## TASK OBJECTIVE:
Repeat word for word the line with "Identify one point on each instance of the distant" and every line after it until the records below run out.
====================
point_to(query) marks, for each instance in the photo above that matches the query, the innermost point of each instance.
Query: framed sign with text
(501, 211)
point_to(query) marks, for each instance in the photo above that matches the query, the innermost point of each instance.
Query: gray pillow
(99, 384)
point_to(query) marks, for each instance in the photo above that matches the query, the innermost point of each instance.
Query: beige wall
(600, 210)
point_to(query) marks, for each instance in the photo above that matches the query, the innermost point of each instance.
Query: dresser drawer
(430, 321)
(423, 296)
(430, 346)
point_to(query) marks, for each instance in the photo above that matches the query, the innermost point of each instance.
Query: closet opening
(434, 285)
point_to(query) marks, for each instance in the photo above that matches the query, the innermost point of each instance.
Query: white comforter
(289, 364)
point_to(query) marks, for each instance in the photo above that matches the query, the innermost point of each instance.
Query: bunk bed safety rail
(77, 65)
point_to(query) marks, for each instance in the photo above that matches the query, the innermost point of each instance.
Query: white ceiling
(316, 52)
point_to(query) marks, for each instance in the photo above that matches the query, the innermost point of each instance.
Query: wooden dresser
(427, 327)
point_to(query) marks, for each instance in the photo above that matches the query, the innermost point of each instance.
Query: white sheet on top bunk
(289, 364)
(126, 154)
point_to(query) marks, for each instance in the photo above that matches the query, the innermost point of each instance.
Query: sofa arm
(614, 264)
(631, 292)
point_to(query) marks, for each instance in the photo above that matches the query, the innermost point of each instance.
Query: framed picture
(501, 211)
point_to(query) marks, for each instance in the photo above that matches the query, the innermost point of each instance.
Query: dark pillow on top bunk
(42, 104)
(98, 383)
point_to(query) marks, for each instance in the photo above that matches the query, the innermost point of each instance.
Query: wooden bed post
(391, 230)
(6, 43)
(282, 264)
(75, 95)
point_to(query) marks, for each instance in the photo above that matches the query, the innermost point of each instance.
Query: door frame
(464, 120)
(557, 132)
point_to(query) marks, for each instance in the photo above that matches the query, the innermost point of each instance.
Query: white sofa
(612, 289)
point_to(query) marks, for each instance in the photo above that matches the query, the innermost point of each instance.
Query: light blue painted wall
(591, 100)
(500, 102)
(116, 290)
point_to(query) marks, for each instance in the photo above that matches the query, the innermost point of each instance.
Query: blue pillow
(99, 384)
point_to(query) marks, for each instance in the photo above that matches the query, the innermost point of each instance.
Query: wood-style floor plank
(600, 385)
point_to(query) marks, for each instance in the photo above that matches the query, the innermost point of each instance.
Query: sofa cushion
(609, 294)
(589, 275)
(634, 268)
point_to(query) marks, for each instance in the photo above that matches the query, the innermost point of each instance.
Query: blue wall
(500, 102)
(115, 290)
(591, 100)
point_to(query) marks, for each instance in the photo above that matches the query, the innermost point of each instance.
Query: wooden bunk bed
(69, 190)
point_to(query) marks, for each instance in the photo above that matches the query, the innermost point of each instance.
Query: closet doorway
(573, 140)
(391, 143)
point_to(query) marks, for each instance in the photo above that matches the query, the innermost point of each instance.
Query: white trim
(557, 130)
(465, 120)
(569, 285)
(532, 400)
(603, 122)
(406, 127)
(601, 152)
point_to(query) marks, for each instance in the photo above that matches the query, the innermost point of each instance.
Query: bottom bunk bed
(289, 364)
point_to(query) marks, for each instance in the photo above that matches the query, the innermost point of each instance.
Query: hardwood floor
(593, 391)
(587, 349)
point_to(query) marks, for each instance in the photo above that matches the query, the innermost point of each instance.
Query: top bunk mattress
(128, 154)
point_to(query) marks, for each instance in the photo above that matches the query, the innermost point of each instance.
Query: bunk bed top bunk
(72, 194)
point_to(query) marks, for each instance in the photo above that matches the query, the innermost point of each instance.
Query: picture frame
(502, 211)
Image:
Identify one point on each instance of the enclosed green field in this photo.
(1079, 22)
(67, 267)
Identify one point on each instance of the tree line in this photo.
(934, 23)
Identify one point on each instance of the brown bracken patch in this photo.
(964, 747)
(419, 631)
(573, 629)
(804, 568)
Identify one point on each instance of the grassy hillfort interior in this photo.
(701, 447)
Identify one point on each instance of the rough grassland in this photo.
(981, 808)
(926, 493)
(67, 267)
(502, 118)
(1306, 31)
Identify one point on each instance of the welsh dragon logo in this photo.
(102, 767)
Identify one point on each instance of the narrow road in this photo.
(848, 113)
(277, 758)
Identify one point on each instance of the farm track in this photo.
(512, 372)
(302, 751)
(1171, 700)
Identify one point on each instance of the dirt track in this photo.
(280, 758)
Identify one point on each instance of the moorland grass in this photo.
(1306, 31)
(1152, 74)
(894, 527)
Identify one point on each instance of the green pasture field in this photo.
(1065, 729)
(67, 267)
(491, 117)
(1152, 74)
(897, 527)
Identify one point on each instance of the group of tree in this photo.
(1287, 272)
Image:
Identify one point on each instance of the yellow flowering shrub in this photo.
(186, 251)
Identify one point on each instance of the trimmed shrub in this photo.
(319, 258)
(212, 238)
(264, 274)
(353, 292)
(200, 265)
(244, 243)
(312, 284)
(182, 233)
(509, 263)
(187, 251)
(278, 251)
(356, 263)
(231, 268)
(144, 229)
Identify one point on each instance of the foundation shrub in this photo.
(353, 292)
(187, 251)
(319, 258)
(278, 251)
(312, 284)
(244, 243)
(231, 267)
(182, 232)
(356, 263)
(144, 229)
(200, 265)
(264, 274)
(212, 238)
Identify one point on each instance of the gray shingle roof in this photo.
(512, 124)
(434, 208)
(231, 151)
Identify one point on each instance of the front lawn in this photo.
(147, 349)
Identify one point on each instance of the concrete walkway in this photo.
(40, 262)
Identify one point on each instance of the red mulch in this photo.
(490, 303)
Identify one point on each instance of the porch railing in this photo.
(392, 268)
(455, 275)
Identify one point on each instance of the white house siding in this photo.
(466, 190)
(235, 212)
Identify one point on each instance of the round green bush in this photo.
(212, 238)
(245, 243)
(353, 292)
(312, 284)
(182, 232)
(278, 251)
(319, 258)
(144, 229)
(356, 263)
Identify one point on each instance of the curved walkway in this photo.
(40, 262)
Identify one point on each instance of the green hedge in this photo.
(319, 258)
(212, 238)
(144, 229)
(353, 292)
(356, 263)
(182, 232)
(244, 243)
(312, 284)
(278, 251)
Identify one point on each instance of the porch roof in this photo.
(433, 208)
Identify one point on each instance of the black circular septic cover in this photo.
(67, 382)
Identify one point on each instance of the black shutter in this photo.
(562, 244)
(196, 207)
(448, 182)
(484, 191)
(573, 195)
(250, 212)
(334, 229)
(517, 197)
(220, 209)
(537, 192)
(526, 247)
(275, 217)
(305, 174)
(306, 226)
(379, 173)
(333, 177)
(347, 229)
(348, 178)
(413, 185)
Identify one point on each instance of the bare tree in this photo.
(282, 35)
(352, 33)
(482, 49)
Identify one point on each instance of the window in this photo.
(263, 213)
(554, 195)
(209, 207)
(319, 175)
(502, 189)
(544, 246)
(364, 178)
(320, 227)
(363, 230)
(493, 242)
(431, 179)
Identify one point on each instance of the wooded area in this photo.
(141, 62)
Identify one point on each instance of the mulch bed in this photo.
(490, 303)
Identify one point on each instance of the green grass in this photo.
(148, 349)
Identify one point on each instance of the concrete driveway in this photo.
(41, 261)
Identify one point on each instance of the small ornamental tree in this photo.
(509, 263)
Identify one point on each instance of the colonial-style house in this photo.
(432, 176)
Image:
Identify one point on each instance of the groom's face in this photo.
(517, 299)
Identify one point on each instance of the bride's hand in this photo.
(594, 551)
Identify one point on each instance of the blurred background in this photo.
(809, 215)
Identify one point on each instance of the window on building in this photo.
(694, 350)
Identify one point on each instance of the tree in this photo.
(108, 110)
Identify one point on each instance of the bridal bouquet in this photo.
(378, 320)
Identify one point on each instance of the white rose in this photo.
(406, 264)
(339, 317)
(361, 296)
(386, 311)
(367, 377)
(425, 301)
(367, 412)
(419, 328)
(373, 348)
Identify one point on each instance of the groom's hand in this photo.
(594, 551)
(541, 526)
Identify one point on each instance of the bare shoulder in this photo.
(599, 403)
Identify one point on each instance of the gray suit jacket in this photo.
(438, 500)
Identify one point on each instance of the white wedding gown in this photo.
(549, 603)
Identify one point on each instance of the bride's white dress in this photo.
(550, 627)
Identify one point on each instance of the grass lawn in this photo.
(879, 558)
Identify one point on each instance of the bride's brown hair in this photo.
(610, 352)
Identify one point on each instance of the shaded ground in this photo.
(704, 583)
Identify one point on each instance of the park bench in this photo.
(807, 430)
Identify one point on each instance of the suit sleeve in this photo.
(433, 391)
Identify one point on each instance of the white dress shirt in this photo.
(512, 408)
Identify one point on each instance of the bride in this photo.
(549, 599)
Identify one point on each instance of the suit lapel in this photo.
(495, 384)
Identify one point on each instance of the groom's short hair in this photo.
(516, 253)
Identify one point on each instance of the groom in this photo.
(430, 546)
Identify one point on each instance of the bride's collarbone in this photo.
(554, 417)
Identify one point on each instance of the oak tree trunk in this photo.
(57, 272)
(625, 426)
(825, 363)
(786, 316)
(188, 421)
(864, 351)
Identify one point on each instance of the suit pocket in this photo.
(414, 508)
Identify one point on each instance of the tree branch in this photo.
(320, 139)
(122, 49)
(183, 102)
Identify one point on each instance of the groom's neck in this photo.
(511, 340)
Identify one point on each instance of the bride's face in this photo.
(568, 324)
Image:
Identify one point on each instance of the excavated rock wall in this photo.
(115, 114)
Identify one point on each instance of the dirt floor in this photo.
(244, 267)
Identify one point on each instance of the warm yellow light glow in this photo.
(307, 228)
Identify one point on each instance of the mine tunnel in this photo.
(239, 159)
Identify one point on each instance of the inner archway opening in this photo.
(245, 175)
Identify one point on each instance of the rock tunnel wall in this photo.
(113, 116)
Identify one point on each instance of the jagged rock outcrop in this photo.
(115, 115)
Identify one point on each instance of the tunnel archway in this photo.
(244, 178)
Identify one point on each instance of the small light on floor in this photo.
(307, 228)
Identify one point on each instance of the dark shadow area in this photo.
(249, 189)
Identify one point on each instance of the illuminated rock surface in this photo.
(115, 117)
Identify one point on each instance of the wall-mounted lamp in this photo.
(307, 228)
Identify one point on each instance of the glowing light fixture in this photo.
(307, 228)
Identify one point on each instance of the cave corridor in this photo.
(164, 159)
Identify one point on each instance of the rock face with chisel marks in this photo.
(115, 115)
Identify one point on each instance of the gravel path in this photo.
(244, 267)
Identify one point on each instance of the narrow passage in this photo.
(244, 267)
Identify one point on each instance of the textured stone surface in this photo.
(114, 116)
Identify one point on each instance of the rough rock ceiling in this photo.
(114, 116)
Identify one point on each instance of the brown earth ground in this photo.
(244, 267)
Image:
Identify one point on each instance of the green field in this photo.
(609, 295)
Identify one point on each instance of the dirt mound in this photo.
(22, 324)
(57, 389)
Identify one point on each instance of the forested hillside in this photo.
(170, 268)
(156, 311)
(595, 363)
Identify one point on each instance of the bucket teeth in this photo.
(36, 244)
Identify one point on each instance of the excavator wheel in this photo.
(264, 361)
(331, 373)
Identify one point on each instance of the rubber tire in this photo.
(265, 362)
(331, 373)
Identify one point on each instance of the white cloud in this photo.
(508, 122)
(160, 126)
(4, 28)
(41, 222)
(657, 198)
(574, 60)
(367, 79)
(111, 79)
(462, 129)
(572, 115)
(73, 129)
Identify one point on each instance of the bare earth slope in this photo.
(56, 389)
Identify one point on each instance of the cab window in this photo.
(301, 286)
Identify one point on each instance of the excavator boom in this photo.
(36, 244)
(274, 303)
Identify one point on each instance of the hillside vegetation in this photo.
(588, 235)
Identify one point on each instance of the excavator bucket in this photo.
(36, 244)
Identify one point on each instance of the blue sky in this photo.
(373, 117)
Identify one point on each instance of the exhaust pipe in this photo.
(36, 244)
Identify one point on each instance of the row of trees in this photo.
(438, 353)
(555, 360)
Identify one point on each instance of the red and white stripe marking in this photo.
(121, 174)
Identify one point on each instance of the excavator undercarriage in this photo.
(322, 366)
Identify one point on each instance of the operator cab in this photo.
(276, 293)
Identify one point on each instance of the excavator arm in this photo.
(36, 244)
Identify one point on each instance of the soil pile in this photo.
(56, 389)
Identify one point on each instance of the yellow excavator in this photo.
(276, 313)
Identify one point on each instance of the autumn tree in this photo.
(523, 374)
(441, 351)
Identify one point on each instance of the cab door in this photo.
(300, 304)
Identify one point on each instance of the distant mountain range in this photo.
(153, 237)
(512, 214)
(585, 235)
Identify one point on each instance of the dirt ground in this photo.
====================
## FINISHED EXERCISE:
Identify one point on each instance of the distant mountain range in this photo.
(153, 237)
(512, 214)
(585, 235)
Identify one point on each instance of the dirt ground in this photo.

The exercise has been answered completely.